So we focused on Azure Cognitive Services, given that those services provide a way for people to create custom AI, without having to be experts in machine learning, (ML,) or even having to write any ML code. The hope was that the various Azure web sites for customizing the AI would be accessible to all students.
It was then a question of which Cognitive Services would be of most interest to the workshop. Some services, such as Custom Vision and the Speech services, can be powerful in enabling custom AI to be created, but would they be the most inclusive for the workshop? Remember, it was a goal to have all students be able to control their own AI, regardless of how they interact with their device. So for this workshop, we decided to go with the text-based Cognitive Services of QnA Maker and Language Understanding, (LUIS). The hope was that those services would be fully accessible for all students, including those using a screen reader, magnification, or speech input.
So the plan became:
- The students would interact with a webchat bot, and experience certain responses from their input.
- The students would then go to the QnA Maker and LUIS sites, and update their own QnA Maker knowledge bases and LUIS apps.
- The students would return to interact with the webchat bot again, and experience the results of their updated AI.
Setting up the AI and bots
This section describes the steps taken to set up the workshop. The summary is that each team of students, (with 2 or 3 students in a team,) got its own QnA Maker knowledge base (KB), LUIS app, and bot. The rationale for this approach was that changes to the AI made by the students would only impact the experience at their bot, not the experience at any other bot.
Important: The steps below are not a recommendation on how things should be set up, simply an example of one approach. While this approach worked satisfactorily at this workshop, it does have certain constraints, and you may feel it’s worth taking additional steps to avoid those constraints.
For example, for this workshop, all QnA Maker KBs and LUIS apps were associated with a single Azure account, which meant it was technically possible for students to navigate to other students’ KB or LUIS app. You might consider creating one account per student, where all the students’ accounts are tenants of the same subscription of a main account.
QnAMaker
In order for each team to be able to work independently, each team needs its own QnAMaker KB.
So first I set up a QnAMaker KB for myself. That QnAMaker KB was created with no chit-chat personality, in order to simplify the results shown during the workshop. Two Q&A pairs were then manually added to the KB, these being related to “hi” and “who are you”, including alternative phrases for the questions. The KB was then exported, for later importing into the students QnAMaker services.
Then QnAMaker KBs were manually created for all the students. The QnAMaker KB for each student was initialized by importing the KB exported from my own KB.
LUIS
I then set up a LUIS app for myself. The LUIS app had a single intent added, (in addition to the existing None intent,) in order for me to test the service later.
Then I manually created LUIS apps for each of the students, and edited them to have the same single intent that I had.
Bots
Having created the Cognitive Services, their related AI needed to be made accessible to the students through Azure bots. I’m not aware of a way today to generate a bot which is initialized to leverage both QnAMaker and LUIS, through either the Azure Portal or the *.ai sites. The Bot creation steps that I’m aware of at the Azure Portal has a template for a LUIS-enabled app, and QnAMaker.ai provides a simple way to generate a bot which leverages QnAMaker.

Given data:

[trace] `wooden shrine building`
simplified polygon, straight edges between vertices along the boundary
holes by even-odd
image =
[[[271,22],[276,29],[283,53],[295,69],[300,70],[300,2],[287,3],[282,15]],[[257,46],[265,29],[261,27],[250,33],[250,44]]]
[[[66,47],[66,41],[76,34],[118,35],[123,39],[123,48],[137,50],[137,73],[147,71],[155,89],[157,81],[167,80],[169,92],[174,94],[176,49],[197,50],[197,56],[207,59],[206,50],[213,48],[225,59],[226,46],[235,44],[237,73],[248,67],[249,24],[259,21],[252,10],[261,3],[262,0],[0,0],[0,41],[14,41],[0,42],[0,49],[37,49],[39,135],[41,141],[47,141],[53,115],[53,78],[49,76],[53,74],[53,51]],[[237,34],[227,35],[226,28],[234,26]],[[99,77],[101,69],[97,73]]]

Set tasks:
A. Which Azure Cognitive Services does the workshop text mention by name?
B. Convert every line of the listing into a Markdown table with two columns, Row and Line. Number the lines in order and leave out blank lines.

Solutions in order:
A.
- Custom Vision
- Speech services
- QnA Maker
- Language Understanding (LUIS)

B.
| Row | Line |
|---|---|
| 1 | [trace] `wooden shrine building` |
| 2 | simplified polygon, straight edges between vertices along the boundary |
| 3 | holes by even-odd |
| 4 | image = |
| 5 | [[[271,22],[276,29],[283,53],[295,69],[300,70],[300,2],[287,3],[282,15]],[[257,46],[265,29],[261,27],[250,33],[250,44]]] |
| 6 | [[[66,47],[66,41],[76,34],[118,35],[123,39],[123,48],[137,50],[137,73],[147,71],[155,89],[157,81],[167,80],[169,92],[174,94],[176,49],[197,50],[197,56],[207,59],[206,50],[213,48],[225,59],[226,46],[235,44],[237,73],[248,67],[249,24],[259,21],[252,10],[261,3],[262,0],[0,0],[0,41],[14,41],[0,42],[0,49],[37,49],[39,135],[41,141],[47,141],[53,115],[53,78],[49,76],[53,74],[53,51]],[[237,34],[227,35],[226,28],[234,26]],[[99,77],[101,69],[97,73]]] |